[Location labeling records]

[start]

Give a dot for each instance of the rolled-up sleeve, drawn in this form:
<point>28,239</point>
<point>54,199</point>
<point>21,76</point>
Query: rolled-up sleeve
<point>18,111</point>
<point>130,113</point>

[end]

§ **Work instructions**:
Copy every line of the records. In the answers only, raise each coordinate by 22.

§ **Complete output**:
Give a dot for each instance of the rolled-up sleeve, drawn in this form:
<point>28,239</point>
<point>54,199</point>
<point>21,76</point>
Query: rolled-up sleeve
<point>40,133</point>
<point>152,135</point>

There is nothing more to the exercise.